§ Excerpt provided

#####

People were afraid to speak out because many of these agricultural workers are undocumented.

That was until the FBI came to town on a murder investigation and found no one willing to say anything except “we don’t trust cops, they take our cars and property and we can’t do anything about it.” Complaints like this prompted an investigation, and since Carrillo and cohorts weren’t even trying hard to hide their scheme, it wasn’t long before they found themselves impounded.

Judge Julie R. Culver, a former prosecutor and corporate attorney, was appointed to the bench in 2010 by then Governor Arnold Schwarzenegger. Carrillo was a veteran cop and, judging by his surname, he should be acutely aware of the hardships faced by poor Hispanic agricultural workers. Carrillo made the decision to become a predator, to seek out vulnerable people, to take their property and wreak havoc on their lives.

#####

Point annotation rows:
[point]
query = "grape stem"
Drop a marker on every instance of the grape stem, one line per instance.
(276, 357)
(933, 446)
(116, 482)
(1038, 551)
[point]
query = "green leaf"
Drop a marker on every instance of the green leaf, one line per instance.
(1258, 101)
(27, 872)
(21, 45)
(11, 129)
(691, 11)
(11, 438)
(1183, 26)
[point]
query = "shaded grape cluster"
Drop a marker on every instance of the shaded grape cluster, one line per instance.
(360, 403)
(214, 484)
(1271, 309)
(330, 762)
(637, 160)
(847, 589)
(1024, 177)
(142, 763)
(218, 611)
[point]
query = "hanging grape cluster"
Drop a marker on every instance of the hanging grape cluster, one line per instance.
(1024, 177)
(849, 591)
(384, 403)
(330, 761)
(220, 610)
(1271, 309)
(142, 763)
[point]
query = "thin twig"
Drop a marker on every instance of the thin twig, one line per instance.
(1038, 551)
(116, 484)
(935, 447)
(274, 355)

#####

§ Set problem 1
From the excerpt on the impound scheme, extract the passage from "That was until" up to and including "on their lives.".
§ Set problem 2
According to the excerpt on the impound scheme, who appointed Judge Julie R. Culver to the bench, and in what year?

§ Answer 1
That was until the FBI came to town on a murder investigation and found no one willing to say anything except “we don’t trust cops, they take our cars and property and we can’t do anything about it.” Complaints like this prompted an investigation, and since Carrillo and cohorts weren’t even trying hard to hide their scheme, it wasn’t long before they found themselves impounded.

Judge Julie R. Culver, a former prosecutor and corporate attorney, was appointed to the bench in 2010 by then Governor Arnold Schwarzenegger. Carrillo was a veteran cop and, judging by his surname, he should be acutely aware of the hardships faced by poor Hispanic agricultural workers. Carrillo made the decision to become a predator, to seek out vulnerable people, to take their property and wreak havoc on their lives.

§ Answer 2
Then Governor Arnold Schwarzenegger appointed her in 2010.